[Saved data entries]
++++++++
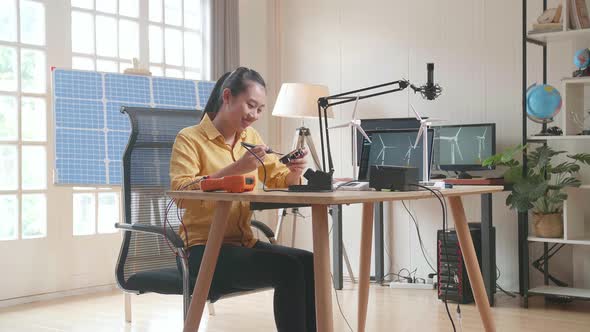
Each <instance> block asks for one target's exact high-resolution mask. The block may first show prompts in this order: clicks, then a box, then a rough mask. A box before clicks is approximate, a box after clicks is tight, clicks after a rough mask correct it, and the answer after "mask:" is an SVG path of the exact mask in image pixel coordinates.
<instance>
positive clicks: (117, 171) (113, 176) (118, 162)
mask: <svg viewBox="0 0 590 332" xmlns="http://www.w3.org/2000/svg"><path fill="white" fill-rule="evenodd" d="M122 174H123V163H122V162H119V161H111V162H109V183H110V184H121V183H122V181H123V175H122Z"/></svg>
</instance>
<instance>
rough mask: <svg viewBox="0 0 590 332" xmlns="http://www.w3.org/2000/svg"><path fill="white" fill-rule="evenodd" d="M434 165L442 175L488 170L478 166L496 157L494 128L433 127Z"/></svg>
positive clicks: (461, 125)
mask: <svg viewBox="0 0 590 332" xmlns="http://www.w3.org/2000/svg"><path fill="white" fill-rule="evenodd" d="M434 131H435V135H434V155H435V158H434V159H435V160H434V165H435V168H437V169H441V170H443V171H455V172H459V178H470V176H469V174H467V171H479V170H486V169H491V168H487V167H483V166H482V165H481V163H482V162H483V161H484V160H485V159H486V158H488V157H490V156H492V155H494V154H495V153H496V124H495V123H478V124H462V125H452V126H437V127H434Z"/></svg>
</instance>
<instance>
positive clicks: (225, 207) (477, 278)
mask: <svg viewBox="0 0 590 332" xmlns="http://www.w3.org/2000/svg"><path fill="white" fill-rule="evenodd" d="M502 190H503V187H502V186H457V187H455V188H453V189H446V190H443V191H442V193H443V195H444V196H445V197H447V198H448V201H449V205H450V209H451V212H452V214H453V218H454V221H455V228H456V230H457V237H458V238H459V243H460V245H461V249H462V253H463V259H464V261H465V266H466V268H467V274H468V275H469V281H470V283H471V288H472V289H473V294H474V297H475V302H476V304H477V308H478V310H479V314H480V316H481V320H482V322H483V326H484V328H485V330H486V331H488V332H490V331H495V330H496V328H495V324H494V320H493V317H492V313H491V309H490V305H489V303H488V300H487V296H486V290H485V287H484V283H483V279H482V276H481V272H480V269H479V264H478V262H477V256H476V254H475V249H474V247H473V241H472V239H471V233H470V232H469V228H468V226H467V220H466V218H465V211H464V210H463V203H462V201H461V196H467V195H480V194H486V193H494V192H500V191H502ZM168 194H169V195H170V196H171V197H173V198H177V199H180V198H181V199H198V200H210V201H216V202H217V203H216V209H215V214H214V216H213V223H212V226H211V230H210V232H209V240H208V241H207V245H206V247H205V253H204V255H203V260H202V262H201V267H200V272H199V275H198V276H197V283H196V285H195V288H194V291H193V298H192V301H191V304H190V307H189V311H188V315H187V318H186V321H185V325H184V331H185V332H196V331H197V330H198V328H199V324H200V322H201V316H202V315H203V310H204V307H205V302H206V300H207V294H209V287H210V286H211V280H212V279H213V272H214V271H215V265H216V264H217V257H218V255H219V250H220V248H221V244H222V242H223V234H224V232H225V228H226V225H227V219H228V214H229V207H230V205H231V202H232V201H245V202H267V203H294V204H311V205H312V231H313V253H314V274H315V295H316V299H315V300H316V316H317V329H318V331H320V332H324V331H327V332H332V331H333V330H334V327H333V321H332V295H331V290H332V284H331V278H330V252H329V238H328V206H329V205H334V204H355V203H363V214H362V216H363V217H362V227H361V252H360V273H359V297H358V325H357V331H359V332H363V331H365V322H366V319H367V305H368V301H369V278H370V268H371V241H372V231H373V230H372V229H373V203H375V202H386V201H399V200H415V199H426V198H433V195H432V194H431V193H430V192H429V191H411V192H396V193H392V192H368V191H361V192H354V191H335V192H331V193H297V192H263V191H253V192H248V193H242V194H230V193H222V192H209V193H205V192H202V191H171V192H169V193H168Z"/></svg>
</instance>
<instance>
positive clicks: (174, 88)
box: [52, 69, 215, 186]
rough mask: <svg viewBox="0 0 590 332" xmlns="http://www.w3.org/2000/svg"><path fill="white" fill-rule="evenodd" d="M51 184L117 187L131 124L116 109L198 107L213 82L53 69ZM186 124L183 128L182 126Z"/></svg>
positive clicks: (203, 105) (126, 115)
mask: <svg viewBox="0 0 590 332" xmlns="http://www.w3.org/2000/svg"><path fill="white" fill-rule="evenodd" d="M52 76H53V77H52V78H53V113H54V121H55V176H54V181H55V183H56V184H68V185H93V186H96V185H119V184H121V172H122V171H121V167H122V163H121V159H122V157H123V152H124V150H125V147H126V145H127V141H128V139H129V134H130V132H131V125H130V123H129V119H128V117H127V115H126V114H122V113H121V112H120V110H121V106H123V105H124V106H134V107H152V108H154V107H156V108H167V109H203V108H204V107H205V105H206V104H207V100H208V99H209V96H210V95H211V91H212V90H213V86H214V85H215V82H208V81H197V82H195V81H190V80H182V79H174V78H164V77H150V76H137V75H124V74H115V73H97V72H89V71H79V70H69V69H55V70H53V72H52ZM187 126H188V124H187Z"/></svg>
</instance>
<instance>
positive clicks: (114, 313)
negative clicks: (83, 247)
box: [0, 283, 590, 332]
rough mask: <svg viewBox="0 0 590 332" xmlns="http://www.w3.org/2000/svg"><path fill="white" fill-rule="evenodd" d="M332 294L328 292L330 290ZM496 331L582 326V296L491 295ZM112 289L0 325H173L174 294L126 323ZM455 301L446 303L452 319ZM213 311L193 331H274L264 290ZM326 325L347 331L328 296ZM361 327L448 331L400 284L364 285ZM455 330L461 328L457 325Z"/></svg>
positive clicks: (29, 326) (466, 323)
mask: <svg viewBox="0 0 590 332" xmlns="http://www.w3.org/2000/svg"><path fill="white" fill-rule="evenodd" d="M333 294H334V293H333ZM356 294H357V293H356V289H355V285H354V284H351V283H347V284H346V285H345V289H344V290H342V291H338V299H339V301H340V304H341V305H342V310H343V312H344V315H345V316H346V318H347V319H348V321H349V322H350V324H351V326H353V330H355V331H356V316H355V313H356V308H357V305H356ZM496 302H497V306H496V307H495V308H493V313H494V317H495V320H496V324H497V330H498V331H499V332H503V331H535V332H543V331H547V332H555V331H568V332H572V331H590V303H588V302H579V301H576V302H572V303H570V304H563V305H556V304H545V303H544V301H543V298H542V297H534V298H531V301H530V308H529V309H522V308H520V306H519V300H518V299H512V298H510V297H508V296H506V295H504V294H498V295H496ZM123 303H124V301H123V295H122V294H121V293H120V292H119V291H113V292H109V293H101V294H95V295H86V296H77V297H69V298H66V299H61V300H56V301H48V302H42V303H33V304H26V305H19V306H14V307H10V308H4V309H0V331H7V332H8V331H10V332H21V331H26V332H35V331H43V332H47V331H54V332H56V331H84V332H92V331H105V332H106V331H142V332H143V331H157V332H161V331H181V330H182V313H181V297H180V296H166V295H157V294H145V295H140V296H133V315H134V316H133V322H132V323H130V324H128V323H125V322H124V315H123ZM461 308H462V313H463V320H462V326H463V329H462V331H466V332H467V331H483V327H482V326H481V323H480V320H479V315H478V313H477V311H476V309H475V306H474V305H464V306H461ZM455 309H456V305H452V306H451V310H452V312H453V318H455ZM215 310H216V316H209V315H208V312H207V311H205V315H206V317H205V318H204V319H203V320H202V326H201V329H200V330H201V331H257V332H259V331H274V330H275V327H274V318H273V314H272V312H273V311H272V291H267V292H263V293H257V294H253V295H246V296H239V297H235V298H231V299H226V300H221V301H219V302H217V303H216V306H215ZM334 329H335V331H338V332H340V331H349V330H348V327H347V326H346V323H345V321H344V319H343V318H342V315H341V314H340V311H339V310H338V304H337V302H336V299H335V298H334ZM367 331H411V332H418V331H452V328H451V325H450V322H449V320H448V318H447V315H446V312H445V308H444V305H443V304H442V302H440V301H438V300H437V299H436V293H435V292H434V291H430V290H427V291H425V290H401V289H390V288H387V287H382V286H377V285H372V286H371V290H370V296H369V313H368V317H367ZM457 331H461V330H460V329H459V327H457Z"/></svg>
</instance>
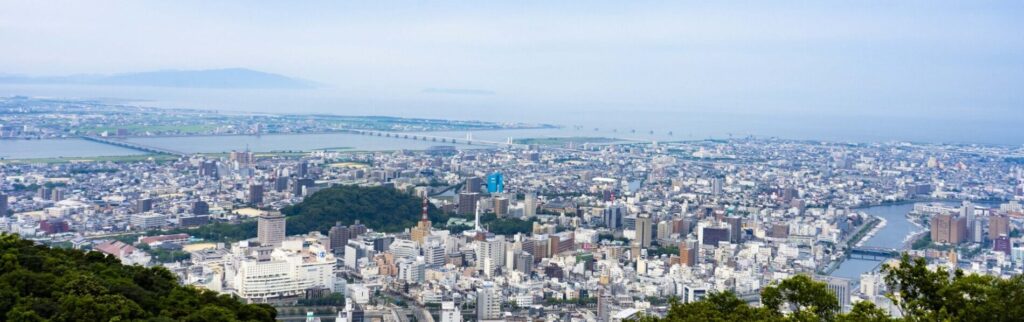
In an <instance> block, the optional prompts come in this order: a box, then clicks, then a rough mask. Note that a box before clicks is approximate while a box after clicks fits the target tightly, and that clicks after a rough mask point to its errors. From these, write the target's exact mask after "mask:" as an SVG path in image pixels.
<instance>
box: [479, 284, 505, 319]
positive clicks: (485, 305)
mask: <svg viewBox="0 0 1024 322" xmlns="http://www.w3.org/2000/svg"><path fill="white" fill-rule="evenodd" d="M501 317H502V291H501V289H499V288H498V287H496V286H495V284H493V283H490V282H484V283H483V287H480V288H478V289H476V320H477V321H483V320H497V319H500V318H501Z"/></svg>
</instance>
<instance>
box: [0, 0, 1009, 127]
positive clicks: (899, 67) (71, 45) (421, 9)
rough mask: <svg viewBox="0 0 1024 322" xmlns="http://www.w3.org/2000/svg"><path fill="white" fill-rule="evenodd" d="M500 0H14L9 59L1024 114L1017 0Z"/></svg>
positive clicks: (746, 104)
mask: <svg viewBox="0 0 1024 322" xmlns="http://www.w3.org/2000/svg"><path fill="white" fill-rule="evenodd" d="M496 2H497V1H467V2H444V3H433V2H429V3H428V2H425V1H410V2H396V1H364V2H359V3H342V4H338V3H335V1H324V2H301V3H299V2H296V1H273V2H271V1H266V2H256V1H238V2H229V1H216V2H214V1H123V2H121V1H38V0H30V1H11V0H5V1H2V2H0V73H7V74H30V75H66V74H75V73H101V74H105V73H119V72H134V71H147V70H162V69H214V68H227V67H242V68H250V69H255V70H261V71H267V72H272V73H279V74H284V75H288V76H293V77H299V78H305V79H309V80H313V81H318V82H323V83H328V84H330V85H331V86H332V87H335V88H338V89H339V90H348V91H351V92H358V93H361V94H366V95H370V96H375V95H376V96H387V95H401V94H402V93H408V92H414V91H415V92H422V91H423V90H424V89H425V88H461V89H477V90H485V91H493V92H494V93H495V95H496V96H498V97H501V98H502V99H509V100H521V102H528V103H542V102H543V103H544V104H546V105H558V104H575V105H580V104H595V105H603V106H616V107H624V109H626V108H628V109H653V110H657V109H674V108H676V107H688V108H690V109H715V110H718V111H725V113H761V114H770V113H810V114H814V115H819V116H820V115H831V114H838V115H852V116H860V117H877V116H882V115H889V114H895V115H902V116H914V115H920V116H923V117H935V116H936V115H939V116H942V117H940V118H937V121H942V120H945V121H948V120H951V119H971V118H977V117H978V116H977V115H978V114H1001V115H1004V116H1006V117H1011V118H1016V119H1018V120H1021V119H1024V112H1022V110H1024V106H1022V104H1024V2H1021V1H1008V2H1002V3H1000V2H996V1H993V2H989V1H985V2H984V3H983V4H982V3H981V2H980V1H957V2H943V1H879V2H872V1H843V2H830V1H784V2H780V3H775V4H771V5H769V4H766V3H765V2H764V1H752V2H729V3H722V2H719V1H699V2H681V1H665V2H644V1H609V2H597V1H574V2H569V1H558V3H552V2H555V1H537V2H531V1H508V2H510V3H507V4H499V3H496ZM384 3H386V4H384Z"/></svg>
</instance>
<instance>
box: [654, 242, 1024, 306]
mask: <svg viewBox="0 0 1024 322" xmlns="http://www.w3.org/2000/svg"><path fill="white" fill-rule="evenodd" d="M883 273H884V274H885V281H886V285H887V286H888V287H889V290H890V293H889V294H888V295H887V297H889V298H890V299H892V300H893V303H894V304H896V306H897V307H898V308H899V310H900V312H902V317H901V318H893V317H891V316H890V315H889V314H887V313H886V312H885V311H883V310H882V309H880V308H878V307H876V306H874V305H872V304H870V303H868V301H859V303H857V304H856V305H854V307H853V309H852V310H851V311H850V312H849V313H845V314H840V313H838V312H839V309H840V307H839V301H838V299H837V298H836V296H835V295H834V293H833V292H831V291H830V290H828V288H827V286H826V285H825V283H822V282H817V281H814V280H812V279H811V278H810V277H807V276H803V275H798V276H795V277H792V278H790V279H786V280H783V281H781V282H779V283H776V284H773V285H770V286H767V287H765V288H764V289H762V291H761V303H762V306H761V307H752V306H749V305H748V304H746V303H745V301H744V300H742V299H740V298H739V297H737V296H736V295H735V294H733V293H731V292H719V293H711V294H709V295H708V297H705V298H703V299H702V300H699V301H695V303H689V304H681V303H678V301H676V303H673V304H672V306H671V308H670V309H669V313H668V315H667V316H666V317H664V318H655V317H644V318H642V319H641V321H645V322H655V321H667V322H668V321H671V322H674V321H841V322H846V321H880V322H881V321H1020V320H1021V319H1022V317H1024V277H1021V276H1015V277H1013V278H1010V279H1001V278H998V277H994V276H986V275H965V274H964V272H963V271H961V270H956V271H955V272H953V273H952V274H950V272H949V271H948V270H946V269H942V268H939V269H937V270H934V271H933V270H929V269H928V266H927V264H926V261H925V259H924V258H913V259H911V258H910V257H908V256H907V255H905V254H904V255H903V257H902V258H901V259H900V261H899V264H898V265H892V266H889V267H886V268H885V269H884V271H883Z"/></svg>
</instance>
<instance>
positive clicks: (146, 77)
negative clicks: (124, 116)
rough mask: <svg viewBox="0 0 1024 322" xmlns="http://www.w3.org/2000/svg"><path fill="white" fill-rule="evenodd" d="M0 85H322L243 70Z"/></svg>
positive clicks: (253, 71)
mask: <svg viewBox="0 0 1024 322" xmlns="http://www.w3.org/2000/svg"><path fill="white" fill-rule="evenodd" d="M0 83H5V84H75V85H106V86H153V87H176V88H224V89H228V88H236V89H242V88H262V89H274V88H275V89H301V88H314V87H318V86H319V84H317V83H315V82H312V81H307V80H303V79H298V78H291V77H287V76H284V75H279V74H271V73H265V72H260V71H254V70H249V69H242V68H230V69H214V70H167V71H152V72H140V73H125V74H114V75H71V76H47V77H32V76H19V75H0Z"/></svg>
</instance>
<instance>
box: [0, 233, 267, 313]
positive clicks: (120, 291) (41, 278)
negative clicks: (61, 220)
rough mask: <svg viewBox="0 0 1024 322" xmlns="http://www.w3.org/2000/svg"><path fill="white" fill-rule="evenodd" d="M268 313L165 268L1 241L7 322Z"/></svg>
mask: <svg viewBox="0 0 1024 322" xmlns="http://www.w3.org/2000/svg"><path fill="white" fill-rule="evenodd" d="M275 317H276V312H275V311H274V309H273V308H272V307H269V306H266V305H246V304H243V303H241V301H240V300H239V299H238V298H236V297H232V296H230V295H224V294H218V293H217V292H214V291H210V290H204V289H198V288H195V287H190V286H181V285H179V284H178V282H177V278H176V277H175V276H174V275H173V274H172V273H170V272H168V271H167V270H165V269H163V268H143V267H139V266H125V265H122V264H121V261H120V260H118V259H117V258H115V257H114V256H109V255H105V254H103V253H100V252H95V251H90V252H85V251H81V250H74V249H61V248H49V247H46V246H42V245H36V244H35V243H33V242H32V241H28V240H23V239H20V238H18V237H17V236H16V235H9V234H0V320H6V321H45V320H52V321H129V320H150V321H273V320H274V318H275Z"/></svg>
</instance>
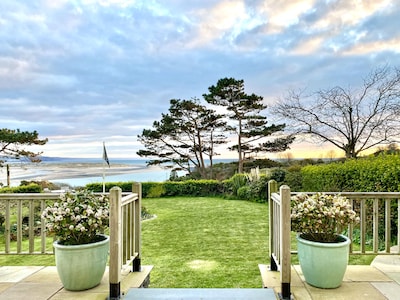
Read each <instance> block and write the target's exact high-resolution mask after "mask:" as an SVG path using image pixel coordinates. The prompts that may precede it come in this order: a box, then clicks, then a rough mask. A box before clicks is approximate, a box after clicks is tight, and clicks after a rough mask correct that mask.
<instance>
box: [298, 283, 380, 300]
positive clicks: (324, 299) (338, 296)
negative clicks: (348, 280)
mask: <svg viewBox="0 0 400 300" xmlns="http://www.w3.org/2000/svg"><path fill="white" fill-rule="evenodd" d="M305 286H306V289H307V290H308V292H309V294H310V295H311V298H312V299H313V300H328V299H329V300H331V299H335V300H355V299H373V300H385V299H386V297H385V296H383V295H382V294H381V293H380V292H379V290H377V289H376V288H375V287H373V286H372V285H371V284H369V283H367V282H343V283H342V285H341V286H340V287H338V288H335V289H320V288H316V287H313V286H310V285H308V284H306V285H305ZM296 299H301V298H296Z"/></svg>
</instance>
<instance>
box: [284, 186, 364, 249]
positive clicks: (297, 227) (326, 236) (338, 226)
mask: <svg viewBox="0 0 400 300" xmlns="http://www.w3.org/2000/svg"><path fill="white" fill-rule="evenodd" d="M291 220H292V225H291V226H292V231H295V232H298V233H300V234H301V237H302V238H304V239H307V240H310V241H314V242H322V243H334V242H336V241H338V237H339V234H341V233H343V232H344V230H345V229H346V228H347V226H348V225H349V224H353V223H358V222H359V221H360V218H359V217H357V214H356V212H355V211H354V210H353V209H352V206H351V204H350V202H349V200H348V199H347V198H346V197H343V196H341V195H327V194H323V193H317V194H313V195H307V194H304V193H300V194H297V195H295V196H293V197H292V198H291Z"/></svg>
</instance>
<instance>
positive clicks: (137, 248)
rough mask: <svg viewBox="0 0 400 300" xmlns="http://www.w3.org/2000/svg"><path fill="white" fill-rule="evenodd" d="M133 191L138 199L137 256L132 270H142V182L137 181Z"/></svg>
mask: <svg viewBox="0 0 400 300" xmlns="http://www.w3.org/2000/svg"><path fill="white" fill-rule="evenodd" d="M132 192H133V193H136V194H137V195H138V199H137V200H136V201H135V202H134V203H135V204H134V205H135V210H134V211H135V218H134V219H135V229H134V230H135V234H134V236H135V249H134V250H135V253H137V256H136V257H135V259H134V260H133V262H132V272H140V271H141V256H142V254H141V243H142V240H141V232H142V227H141V226H142V225H141V224H142V222H141V219H142V184H141V183H140V182H135V183H134V184H133V185H132Z"/></svg>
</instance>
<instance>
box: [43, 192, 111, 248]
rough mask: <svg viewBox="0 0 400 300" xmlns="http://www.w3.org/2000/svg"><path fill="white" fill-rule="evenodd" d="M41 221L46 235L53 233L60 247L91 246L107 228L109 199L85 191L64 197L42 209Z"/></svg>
mask: <svg viewBox="0 0 400 300" xmlns="http://www.w3.org/2000/svg"><path fill="white" fill-rule="evenodd" d="M42 218H43V219H44V220H45V222H46V223H45V224H46V229H47V231H48V232H49V233H54V234H55V236H56V237H57V239H58V240H59V243H60V244H62V245H81V244H89V243H93V242H96V241H99V240H100V239H101V238H100V239H99V234H102V233H104V230H105V229H106V228H107V227H108V220H109V199H108V197H107V196H106V195H95V194H94V193H93V192H91V191H87V190H82V191H79V192H77V193H64V194H61V195H60V200H59V201H56V202H54V203H53V204H52V205H51V206H48V207H46V209H45V210H44V211H43V213H42Z"/></svg>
++++++++
Exercise details:
Whenever the string "resolution" shows up in a line of the entries, copy that line.

Exercise response:
Each <instance> block asks for one target's exact high-resolution mask. The block may first show prompts in this order: clicks, then a box, then a rough mask. A box before clicks is approximate, a box after clicks is tight, clicks after a rough mask correct it, and the answer after "mask:" is an SVG path of the exact mask in image pixel coordinates.
Read each <instance> block and write the target's exact high-resolution mask after "mask:" as an SVG path using image pixel coordinates. The prompts that may precede it come in this order: a box, then clicks, then a rough mask. A box before clicks is approximate, a box after clicks is tight, and clicks after a rough mask correct that mask.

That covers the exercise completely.